(Named-object pointing records)
******
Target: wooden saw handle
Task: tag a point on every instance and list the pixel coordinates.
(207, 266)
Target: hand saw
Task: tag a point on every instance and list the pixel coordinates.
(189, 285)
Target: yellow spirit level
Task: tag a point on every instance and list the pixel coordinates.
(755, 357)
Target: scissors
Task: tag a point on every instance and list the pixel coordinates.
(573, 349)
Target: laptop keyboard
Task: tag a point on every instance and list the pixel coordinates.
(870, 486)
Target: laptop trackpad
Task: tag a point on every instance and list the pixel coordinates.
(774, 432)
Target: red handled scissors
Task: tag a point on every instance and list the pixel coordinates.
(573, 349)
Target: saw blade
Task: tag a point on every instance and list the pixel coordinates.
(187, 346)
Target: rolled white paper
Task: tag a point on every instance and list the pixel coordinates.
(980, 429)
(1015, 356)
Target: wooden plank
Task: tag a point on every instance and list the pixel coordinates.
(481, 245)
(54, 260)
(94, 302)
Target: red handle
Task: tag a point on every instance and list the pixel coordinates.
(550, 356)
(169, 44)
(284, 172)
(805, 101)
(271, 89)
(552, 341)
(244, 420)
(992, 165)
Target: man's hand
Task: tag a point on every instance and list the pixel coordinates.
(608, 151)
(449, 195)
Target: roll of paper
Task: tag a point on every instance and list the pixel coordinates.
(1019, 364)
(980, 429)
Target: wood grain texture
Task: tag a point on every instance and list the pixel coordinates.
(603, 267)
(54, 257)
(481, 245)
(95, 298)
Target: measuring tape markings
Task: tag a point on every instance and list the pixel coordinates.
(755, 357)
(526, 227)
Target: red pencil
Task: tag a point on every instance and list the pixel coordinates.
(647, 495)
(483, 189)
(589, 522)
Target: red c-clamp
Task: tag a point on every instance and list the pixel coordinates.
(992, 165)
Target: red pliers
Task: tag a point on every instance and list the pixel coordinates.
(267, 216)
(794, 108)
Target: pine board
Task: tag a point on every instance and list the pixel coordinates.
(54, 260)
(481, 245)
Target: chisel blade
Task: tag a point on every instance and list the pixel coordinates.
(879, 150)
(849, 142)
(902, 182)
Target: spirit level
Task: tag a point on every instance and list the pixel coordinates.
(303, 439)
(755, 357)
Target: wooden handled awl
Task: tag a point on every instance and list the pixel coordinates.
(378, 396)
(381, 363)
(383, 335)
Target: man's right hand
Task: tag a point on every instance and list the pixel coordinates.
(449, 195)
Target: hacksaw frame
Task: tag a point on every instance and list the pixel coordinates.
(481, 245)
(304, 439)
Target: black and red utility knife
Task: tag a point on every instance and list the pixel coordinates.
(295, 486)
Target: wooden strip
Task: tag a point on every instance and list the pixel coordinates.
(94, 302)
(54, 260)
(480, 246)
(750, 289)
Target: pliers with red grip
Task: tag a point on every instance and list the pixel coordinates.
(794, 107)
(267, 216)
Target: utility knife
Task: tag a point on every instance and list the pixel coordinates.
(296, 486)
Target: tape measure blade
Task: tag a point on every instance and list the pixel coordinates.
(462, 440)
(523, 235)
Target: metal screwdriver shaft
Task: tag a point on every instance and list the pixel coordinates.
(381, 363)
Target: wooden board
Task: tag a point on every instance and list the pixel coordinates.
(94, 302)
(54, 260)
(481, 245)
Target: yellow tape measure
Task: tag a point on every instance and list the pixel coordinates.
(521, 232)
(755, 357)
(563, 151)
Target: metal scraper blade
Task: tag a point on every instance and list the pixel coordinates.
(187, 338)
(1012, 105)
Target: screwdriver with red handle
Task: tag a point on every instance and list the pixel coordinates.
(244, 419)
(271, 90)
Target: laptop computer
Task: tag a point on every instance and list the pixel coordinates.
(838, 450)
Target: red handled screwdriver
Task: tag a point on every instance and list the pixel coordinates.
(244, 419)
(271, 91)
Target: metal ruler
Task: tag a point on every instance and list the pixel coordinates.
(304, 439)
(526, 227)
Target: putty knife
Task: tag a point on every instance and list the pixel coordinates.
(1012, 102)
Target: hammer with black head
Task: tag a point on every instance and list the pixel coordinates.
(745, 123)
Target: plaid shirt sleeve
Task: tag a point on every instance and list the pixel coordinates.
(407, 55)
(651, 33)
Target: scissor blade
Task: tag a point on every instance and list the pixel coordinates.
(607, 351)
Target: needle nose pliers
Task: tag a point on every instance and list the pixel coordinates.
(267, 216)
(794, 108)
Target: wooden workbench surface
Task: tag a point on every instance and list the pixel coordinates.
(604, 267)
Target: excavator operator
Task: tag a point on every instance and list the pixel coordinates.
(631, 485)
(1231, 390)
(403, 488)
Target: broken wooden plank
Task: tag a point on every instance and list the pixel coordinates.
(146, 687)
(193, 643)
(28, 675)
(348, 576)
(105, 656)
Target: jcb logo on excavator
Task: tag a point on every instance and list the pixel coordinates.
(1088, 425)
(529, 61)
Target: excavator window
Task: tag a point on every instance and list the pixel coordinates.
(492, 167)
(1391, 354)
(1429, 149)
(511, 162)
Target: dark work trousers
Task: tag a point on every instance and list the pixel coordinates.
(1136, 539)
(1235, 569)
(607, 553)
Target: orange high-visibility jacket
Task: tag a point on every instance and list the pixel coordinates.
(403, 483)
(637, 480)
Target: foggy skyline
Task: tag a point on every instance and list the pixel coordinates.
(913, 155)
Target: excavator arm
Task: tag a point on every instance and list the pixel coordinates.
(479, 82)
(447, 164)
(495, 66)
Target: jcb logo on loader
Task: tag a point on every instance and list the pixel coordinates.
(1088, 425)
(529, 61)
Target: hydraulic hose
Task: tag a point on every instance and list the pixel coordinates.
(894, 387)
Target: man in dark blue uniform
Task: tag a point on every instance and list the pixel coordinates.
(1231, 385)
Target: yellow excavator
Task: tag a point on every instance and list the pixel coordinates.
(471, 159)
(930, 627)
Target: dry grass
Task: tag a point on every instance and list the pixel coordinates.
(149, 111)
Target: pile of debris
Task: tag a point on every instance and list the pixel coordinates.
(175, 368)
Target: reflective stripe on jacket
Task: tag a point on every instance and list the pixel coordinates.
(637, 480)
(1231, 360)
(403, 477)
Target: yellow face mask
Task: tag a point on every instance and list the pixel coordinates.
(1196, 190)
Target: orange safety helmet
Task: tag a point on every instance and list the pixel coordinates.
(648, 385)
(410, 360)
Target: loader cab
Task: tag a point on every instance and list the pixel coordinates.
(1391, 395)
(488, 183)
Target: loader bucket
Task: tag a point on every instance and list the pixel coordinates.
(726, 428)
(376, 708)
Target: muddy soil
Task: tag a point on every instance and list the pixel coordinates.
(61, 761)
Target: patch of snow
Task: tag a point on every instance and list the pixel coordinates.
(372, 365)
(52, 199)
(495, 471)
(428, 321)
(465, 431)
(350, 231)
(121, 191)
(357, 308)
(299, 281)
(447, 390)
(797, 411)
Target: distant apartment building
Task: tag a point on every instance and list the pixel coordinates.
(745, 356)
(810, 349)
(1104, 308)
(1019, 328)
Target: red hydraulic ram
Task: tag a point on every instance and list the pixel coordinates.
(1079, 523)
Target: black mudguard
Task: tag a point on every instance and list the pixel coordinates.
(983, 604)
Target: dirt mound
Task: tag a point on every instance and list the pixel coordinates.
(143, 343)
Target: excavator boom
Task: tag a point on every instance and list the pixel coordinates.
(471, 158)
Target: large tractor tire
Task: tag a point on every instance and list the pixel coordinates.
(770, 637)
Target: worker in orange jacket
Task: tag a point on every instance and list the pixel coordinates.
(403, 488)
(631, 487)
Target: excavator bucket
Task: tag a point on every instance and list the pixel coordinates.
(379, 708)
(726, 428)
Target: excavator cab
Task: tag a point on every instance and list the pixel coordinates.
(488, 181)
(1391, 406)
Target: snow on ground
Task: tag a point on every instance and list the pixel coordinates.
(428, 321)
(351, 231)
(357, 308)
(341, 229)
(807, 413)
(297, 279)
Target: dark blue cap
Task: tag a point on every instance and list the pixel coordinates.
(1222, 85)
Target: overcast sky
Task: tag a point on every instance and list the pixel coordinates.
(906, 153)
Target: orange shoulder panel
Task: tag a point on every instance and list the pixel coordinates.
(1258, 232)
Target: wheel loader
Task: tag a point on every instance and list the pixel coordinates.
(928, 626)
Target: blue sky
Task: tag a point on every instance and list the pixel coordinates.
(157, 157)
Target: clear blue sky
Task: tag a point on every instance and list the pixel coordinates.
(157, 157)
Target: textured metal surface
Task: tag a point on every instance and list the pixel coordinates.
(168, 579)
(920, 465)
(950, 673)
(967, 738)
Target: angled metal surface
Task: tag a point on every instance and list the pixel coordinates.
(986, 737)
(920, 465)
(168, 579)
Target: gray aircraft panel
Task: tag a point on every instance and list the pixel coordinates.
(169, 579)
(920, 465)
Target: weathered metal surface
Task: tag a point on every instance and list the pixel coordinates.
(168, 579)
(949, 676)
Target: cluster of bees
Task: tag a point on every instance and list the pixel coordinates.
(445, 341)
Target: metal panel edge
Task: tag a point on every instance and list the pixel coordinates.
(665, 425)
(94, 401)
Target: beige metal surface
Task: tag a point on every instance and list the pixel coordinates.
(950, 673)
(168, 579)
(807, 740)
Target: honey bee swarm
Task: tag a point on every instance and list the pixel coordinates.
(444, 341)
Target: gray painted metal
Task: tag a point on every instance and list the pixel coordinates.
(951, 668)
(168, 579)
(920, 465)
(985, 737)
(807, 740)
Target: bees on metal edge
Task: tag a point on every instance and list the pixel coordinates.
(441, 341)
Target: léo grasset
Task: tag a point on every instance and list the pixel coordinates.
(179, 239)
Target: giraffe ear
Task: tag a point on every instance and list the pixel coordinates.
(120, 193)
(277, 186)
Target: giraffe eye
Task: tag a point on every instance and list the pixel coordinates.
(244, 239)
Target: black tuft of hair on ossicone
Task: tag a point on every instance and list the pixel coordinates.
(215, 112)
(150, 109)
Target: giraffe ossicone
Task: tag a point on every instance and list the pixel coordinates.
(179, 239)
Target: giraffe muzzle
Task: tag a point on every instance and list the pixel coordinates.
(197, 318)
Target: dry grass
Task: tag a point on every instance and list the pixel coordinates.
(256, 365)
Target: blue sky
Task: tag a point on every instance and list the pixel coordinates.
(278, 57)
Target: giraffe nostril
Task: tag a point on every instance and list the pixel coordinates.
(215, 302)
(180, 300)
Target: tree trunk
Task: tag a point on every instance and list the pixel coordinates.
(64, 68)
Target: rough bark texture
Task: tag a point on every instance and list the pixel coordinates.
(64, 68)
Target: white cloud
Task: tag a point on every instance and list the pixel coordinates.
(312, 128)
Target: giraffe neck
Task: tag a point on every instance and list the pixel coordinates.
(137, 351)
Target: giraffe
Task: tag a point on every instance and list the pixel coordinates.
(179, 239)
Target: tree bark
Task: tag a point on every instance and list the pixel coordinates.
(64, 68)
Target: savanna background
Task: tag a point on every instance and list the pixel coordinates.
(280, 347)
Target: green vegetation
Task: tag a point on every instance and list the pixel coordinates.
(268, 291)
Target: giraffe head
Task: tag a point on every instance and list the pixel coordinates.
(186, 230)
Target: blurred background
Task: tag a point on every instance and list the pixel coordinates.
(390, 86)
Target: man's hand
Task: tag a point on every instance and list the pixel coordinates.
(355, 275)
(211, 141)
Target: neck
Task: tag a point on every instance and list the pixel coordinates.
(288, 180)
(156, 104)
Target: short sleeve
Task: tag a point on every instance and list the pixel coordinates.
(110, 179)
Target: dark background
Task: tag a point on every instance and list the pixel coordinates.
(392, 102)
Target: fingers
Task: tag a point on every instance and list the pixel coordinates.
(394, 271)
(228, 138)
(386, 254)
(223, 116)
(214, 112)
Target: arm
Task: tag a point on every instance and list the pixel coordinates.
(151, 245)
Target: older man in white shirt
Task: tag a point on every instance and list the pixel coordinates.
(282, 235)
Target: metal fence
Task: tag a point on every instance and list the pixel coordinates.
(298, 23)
******
Task description:
Reproduce the records above exactly, starting with the line that contains "Target: savanna background" and ending with the last line.

Solution for this task:
Target: savanna background
Task: tag a point on every instance and list the pixel coordinates.
(280, 347)
Target: green vegetation
Task: tag a point on every instance and list the pixel coordinates.
(268, 291)
Target: giraffe head
Task: tag a point on every instance and list the pixel coordinates.
(186, 230)
Target: blurred background
Task: tag a point on every instance and list the pixel coordinates.
(390, 86)
Target: man's hand
Task: tag a point on every instance and list the pixel coordinates.
(355, 275)
(211, 141)
Target: neck
Task: tag a point on every instance and list the pixel coordinates.
(288, 180)
(156, 104)
Target: short sleeve
Task: tag a point on every instance and list the pixel coordinates.
(110, 179)
Target: dark background
Task: tag a point on every instance and list the pixel coordinates.
(392, 102)
Target: fingers
Task: tag a point on every instance and list the pixel coordinates.
(394, 271)
(228, 138)
(386, 254)
(223, 116)
(214, 112)
Target: arm
Task: tag a point on every instance and list the pixel coordinates.
(151, 245)
Target: older man in white shirt
Task: tag a point on every instance and list the pixel coordinates.
(282, 235)
Target: metal fence
Task: tag a point on every instance and list the pixel coordinates.
(298, 23)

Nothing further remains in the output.